記述問題.
鉄の還元プロセスに関する抜粋文のうち、「さて、鉄の原料は主に酸化鉄で」から「造することが記載されている。」までの部分を一字一句そのまま書き写しなさい。

抜粋文.

さて、鉄の原料は主に酸化鉄であり、この酸化鉄を還元する、還元プロセスが必須となる。世界的に最も普及している、一般的な還元プロセスは高炉である。この高炉では、羽口においてコークスや微粉炭と熱風(1200℃程度に加熱した空気)中の酸素が反応し、COおよびH2ガス(還元ガス)を生成させて、これらの還元ガスにより炉中の鉄鉱石等の還元を行っている。近年の高炉操業技術の向上により、還元材比(溶銑1t製造あたりのコークス、微粉炭の使用量)は500kg/t程度まで低減したが、還元材比はすでにほぼ下限に達しており、これ以上の大幅な還元材比の低減は期待できない。
【0003】
一方、天然ガスが産出される地域では、竪型の還元炉に酸化鉄原料として焼結鉱、ペレット等の塊成化した鉄鉱石を充填し、水素及び一酸化炭素を含む還元ガスを吹き込んで酸化鉄原料を還元して還元鉄を製造する方法もよく用いられている。この方法では、還元ガスの原料ガスとして天然ガスなどが用いられる。原料ガスは、還元炉の炉頂から排出される炉頂ガスとともに加熱改質装置7内で加熱・改質されて還元ガスが生成される。生成された還元ガスは還元炉に吹き込まれ、還元炉の上部から供給される酸化鉄原料と反応し、酸化鉄が還元され、還元鉄となる。製造された還元鉄は還元炉の還元ガスが吹き込まれる位置よりも下部の領域において冷却された後、還元炉下部から排出される。
【0004】
なお、酸化鉄の還元に供した後のガスは、還元炉の炉頂から炉頂ガスとして排出され、集塵・冷却ののち、炉頂ガスの一部は改質ガスの原料として加熱改質装置7に送りこまれる。また、残り炉頂ガス(前記炉頂ガスの残部)は加熱・加熱改質装置7の燃料ガスとして用いられる。加熱・加熱改質装置7の燃料ガスとして用いられた前記残り炉頂ガスは、系外に排出されるのが一般的である。
【0005】
上記の還元鉄製造プロセスとして、例えば特許文献1には、還元炉の排ガスと天然ガスとを改質器にて改質し、主にCOとH2ガスからなる還元ガスを生成し、この還元ガスを還元炉に吹込み還元炉内の酸化鉄を還元し、還元鉄を製造することが記載されている。

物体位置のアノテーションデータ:
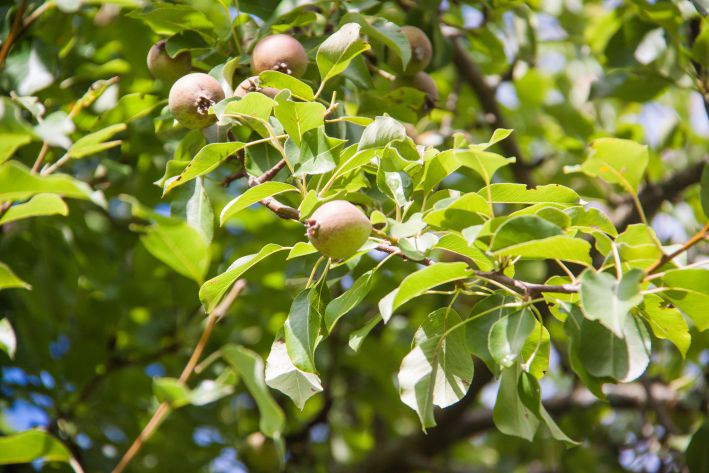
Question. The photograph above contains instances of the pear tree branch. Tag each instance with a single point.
(164, 408)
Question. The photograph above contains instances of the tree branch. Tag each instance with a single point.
(164, 408)
(472, 74)
(651, 196)
(395, 458)
(699, 236)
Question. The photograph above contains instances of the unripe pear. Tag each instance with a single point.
(190, 98)
(421, 52)
(279, 52)
(252, 84)
(338, 229)
(167, 68)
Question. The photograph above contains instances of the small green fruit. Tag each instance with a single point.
(338, 229)
(260, 454)
(252, 84)
(167, 68)
(279, 52)
(190, 98)
(421, 52)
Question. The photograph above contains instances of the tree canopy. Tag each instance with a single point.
(354, 236)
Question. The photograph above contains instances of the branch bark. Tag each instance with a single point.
(651, 196)
(472, 74)
(164, 408)
(396, 457)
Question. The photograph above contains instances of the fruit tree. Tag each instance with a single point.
(354, 236)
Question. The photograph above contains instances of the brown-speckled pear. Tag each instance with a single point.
(167, 68)
(338, 229)
(421, 51)
(252, 85)
(279, 52)
(190, 99)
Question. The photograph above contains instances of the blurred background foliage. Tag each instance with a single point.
(104, 316)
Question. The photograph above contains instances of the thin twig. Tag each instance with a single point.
(14, 32)
(164, 408)
(699, 236)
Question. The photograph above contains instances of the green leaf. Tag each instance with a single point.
(531, 395)
(298, 117)
(200, 215)
(461, 213)
(510, 414)
(283, 375)
(438, 167)
(209, 390)
(318, 153)
(478, 327)
(507, 336)
(8, 340)
(32, 445)
(590, 219)
(421, 281)
(457, 244)
(349, 299)
(206, 161)
(666, 322)
(357, 337)
(172, 391)
(383, 131)
(130, 107)
(178, 245)
(39, 205)
(250, 367)
(437, 371)
(254, 105)
(96, 141)
(623, 358)
(690, 292)
(337, 51)
(252, 196)
(608, 300)
(302, 328)
(617, 161)
(638, 246)
(212, 291)
(55, 129)
(520, 194)
(18, 183)
(384, 32)
(14, 131)
(572, 326)
(485, 163)
(697, 453)
(9, 280)
(536, 238)
(282, 81)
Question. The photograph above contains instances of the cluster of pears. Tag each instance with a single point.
(337, 228)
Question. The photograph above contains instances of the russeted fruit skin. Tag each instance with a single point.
(167, 68)
(421, 51)
(252, 85)
(190, 98)
(260, 454)
(279, 52)
(338, 229)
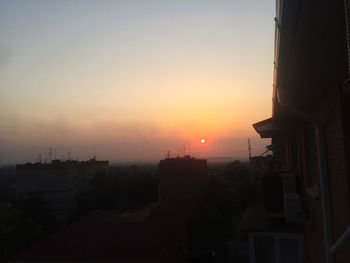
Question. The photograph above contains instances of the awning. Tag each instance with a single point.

演習結果.
さて、鉄の原料は主に酸化鉄であり、この酸化鉄を還元する、還元プロセスが必須となる。世界的に最も普及している、一般的な還元プロセスは高炉である。この高炉では、羽口においてコークスや微粉炭と熱風(1200℃程度に加熱した空気)中の酸素が反応し、COおよびH2ガス(還元ガス)を生成させて、これらの還元ガスにより炉中の鉄鉱石等の還元を行っている。近年の高炉操業技術の向上により、還元材比(溶銑1t製造あたりのコークス、微粉炭の使用量)は500kg/t程度まで低減したが、還元材比はすでにほぼ下限に達しており、これ以上の大幅な還元材比の低減は期待できない。
【0003】
一方、天然ガスが産出される地域では、竪型の還元炉に酸化鉄原料として焼結鉱、ペレット等の塊成化した鉄鉱石を充填し、水素及び一酸化炭素を含む還元ガスを吹き込んで酸化鉄原料を還元して還元鉄を製造する方法もよく用いられている。この方法では、還元ガスの原料ガスとして天然ガスなどが用いられる。原料ガスは、還元炉の炉頂から排出される炉頂ガスとともに加熱改質装置7内で加熱・改質されて還元ガスが生成される。生成された還元ガスは還元炉に吹き込まれ、還元炉の上部から供給される酸化鉄原料と反応し、酸化鉄が還元され、還元鉄となる。製造された還元鉄は還元炉の還元ガスが吹き込まれる位置よりも下部の領域において冷却された後、還元炉下部から排出される。
【0004】
なお、酸化鉄の還元に供した後のガスは、還元炉の炉頂から炉頂ガスとして排出され、集塵・冷却ののち、炉頂ガスの一部は改質ガスの原料として加熱改質装置7に送りこまれる。また、残り炉頂ガス(前記炉頂ガスの残部)は加熱・加熱改質装置7の燃料ガスとして用いられる。加熱・加熱改質装置7の燃料ガスとして用いられた前記残り炉頂ガスは、系外に排出されるのが一般的である。
【0005】
上記の還元鉄製造プロセスとして、例えば特許文献1には、還元炉の排ガスと天然ガスとを改質器にて改質し、主にCOとH2ガスからなる還元ガスを生成し、この還元ガスを還元炉に吹込み還元炉内の酸化鉄を還元し、還元鉄を製造することが記載されている。